* DATASET RECORDS *
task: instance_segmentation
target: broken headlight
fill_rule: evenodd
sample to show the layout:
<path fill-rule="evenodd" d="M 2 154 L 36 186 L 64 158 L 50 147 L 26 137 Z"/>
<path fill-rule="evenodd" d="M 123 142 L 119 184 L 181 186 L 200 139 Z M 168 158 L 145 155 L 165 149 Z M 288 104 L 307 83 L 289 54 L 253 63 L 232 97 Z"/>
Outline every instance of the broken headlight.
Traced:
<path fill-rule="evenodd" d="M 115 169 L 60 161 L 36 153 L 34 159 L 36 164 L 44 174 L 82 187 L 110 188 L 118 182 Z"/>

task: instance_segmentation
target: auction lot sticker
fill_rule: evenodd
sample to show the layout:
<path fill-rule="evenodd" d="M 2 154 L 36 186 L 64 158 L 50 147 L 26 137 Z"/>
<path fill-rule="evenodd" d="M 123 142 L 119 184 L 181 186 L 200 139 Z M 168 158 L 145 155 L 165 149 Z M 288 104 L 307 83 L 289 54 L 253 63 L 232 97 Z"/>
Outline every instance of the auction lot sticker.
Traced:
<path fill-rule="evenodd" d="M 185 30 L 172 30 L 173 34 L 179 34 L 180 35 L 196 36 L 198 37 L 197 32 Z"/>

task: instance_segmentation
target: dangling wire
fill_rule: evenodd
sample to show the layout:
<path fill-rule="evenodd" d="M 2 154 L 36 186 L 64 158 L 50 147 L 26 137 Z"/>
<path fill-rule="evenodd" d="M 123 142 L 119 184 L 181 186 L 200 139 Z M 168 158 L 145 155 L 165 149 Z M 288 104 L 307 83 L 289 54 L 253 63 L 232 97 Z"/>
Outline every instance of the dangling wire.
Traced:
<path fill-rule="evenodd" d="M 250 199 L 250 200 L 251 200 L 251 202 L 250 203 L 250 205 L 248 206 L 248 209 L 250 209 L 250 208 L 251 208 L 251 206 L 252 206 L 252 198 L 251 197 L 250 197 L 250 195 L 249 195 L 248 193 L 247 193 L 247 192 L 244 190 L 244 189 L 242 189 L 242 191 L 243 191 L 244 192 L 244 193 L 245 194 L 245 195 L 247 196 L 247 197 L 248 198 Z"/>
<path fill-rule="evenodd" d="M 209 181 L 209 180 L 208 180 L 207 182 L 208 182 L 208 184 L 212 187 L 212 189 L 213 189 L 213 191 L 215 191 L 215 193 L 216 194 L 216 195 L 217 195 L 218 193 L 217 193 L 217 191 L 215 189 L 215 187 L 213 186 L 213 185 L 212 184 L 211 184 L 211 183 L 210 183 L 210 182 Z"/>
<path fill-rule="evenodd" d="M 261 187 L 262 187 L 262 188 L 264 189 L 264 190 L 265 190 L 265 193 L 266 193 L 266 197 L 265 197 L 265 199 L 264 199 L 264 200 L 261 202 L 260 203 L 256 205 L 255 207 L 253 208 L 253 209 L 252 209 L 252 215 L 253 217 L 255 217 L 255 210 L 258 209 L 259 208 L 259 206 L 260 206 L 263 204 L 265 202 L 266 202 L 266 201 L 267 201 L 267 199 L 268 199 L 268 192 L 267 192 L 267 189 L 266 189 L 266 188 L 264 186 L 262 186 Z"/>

* OBJECTIVE *
Recast the records above as a two-column CSV headed input and output, with one row per record holding the record's text and its answer. Wrap each field in double quotes and replace every line break with a space.

* EXERCISE OUTPUT *
input,output
"task: instance_segmentation target: broken headlight fill_rule: evenodd sample to show the layout: <path fill-rule=""evenodd"" d=""M 2 154 L 36 186 L 64 158 L 50 147 L 26 137 Z""/> <path fill-rule=""evenodd"" d=""M 123 142 L 119 184 L 181 186 L 200 139 Z M 168 158 L 145 155 L 165 149 Z M 288 104 L 307 83 L 289 54 L 253 63 L 232 97 Z""/> Outline every instance of the broken headlight. Traced:","<path fill-rule=""evenodd"" d=""M 115 169 L 60 161 L 36 153 L 34 159 L 36 164 L 44 174 L 82 187 L 110 188 L 118 182 Z""/>"
"task: instance_segmentation target: auction lot sticker fill_rule: evenodd sample to show the layout: <path fill-rule=""evenodd"" d=""M 2 154 L 36 186 L 64 158 L 50 147 L 26 137 Z""/> <path fill-rule=""evenodd"" d=""M 123 142 L 119 184 L 181 186 L 200 139 Z M 168 158 L 145 155 L 165 149 Z M 288 104 L 307 83 L 289 54 L 253 63 L 232 97 Z""/> Outline every instance of the auction lot sticker. Traced:","<path fill-rule=""evenodd"" d=""M 185 30 L 172 30 L 173 34 L 179 34 L 180 35 L 196 36 L 198 37 L 197 32 Z""/>"
"task: instance_segmentation target: dangling wire fill_rule: evenodd sample to show the layout: <path fill-rule=""evenodd"" d=""M 2 154 L 36 186 L 64 158 L 50 147 L 26 137 Z""/> <path fill-rule=""evenodd"" d=""M 123 142 L 119 184 L 181 186 L 200 139 Z M 168 158 L 145 155 L 165 149 Z M 288 104 L 307 83 L 289 54 L 253 63 L 232 97 Z""/> Outline every instance of the dangling wire. Traced:","<path fill-rule=""evenodd"" d=""M 250 199 L 250 200 L 251 200 L 251 202 L 250 203 L 250 205 L 248 206 L 248 209 L 250 209 L 250 208 L 251 208 L 251 206 L 252 206 L 252 198 L 251 197 L 250 197 L 250 195 L 249 195 L 248 193 L 247 193 L 247 192 L 244 190 L 244 189 L 242 189 L 242 191 L 243 191 L 244 192 L 244 193 L 245 194 L 245 195 L 247 196 L 247 197 L 248 198 Z""/> <path fill-rule=""evenodd"" d=""M 209 181 L 209 180 L 208 180 L 207 182 L 208 182 L 208 184 L 212 187 L 212 189 L 213 189 L 213 191 L 215 191 L 215 193 L 216 194 L 216 195 L 217 195 L 218 193 L 217 193 L 217 191 L 215 189 L 215 187 L 213 186 L 213 185 L 212 184 L 211 184 L 211 183 L 210 183 L 210 182 Z""/> <path fill-rule=""evenodd"" d=""M 261 187 L 262 187 L 262 188 L 264 189 L 264 190 L 265 190 L 265 193 L 266 193 L 266 197 L 265 197 L 265 199 L 264 199 L 264 200 L 261 202 L 260 203 L 256 205 L 255 207 L 253 208 L 253 209 L 252 209 L 252 215 L 253 217 L 255 217 L 255 210 L 258 209 L 259 208 L 259 206 L 260 206 L 263 204 L 265 202 L 266 202 L 266 201 L 267 201 L 267 199 L 268 199 L 268 192 L 267 192 L 267 189 L 266 189 L 266 188 L 264 186 L 262 186 Z""/>"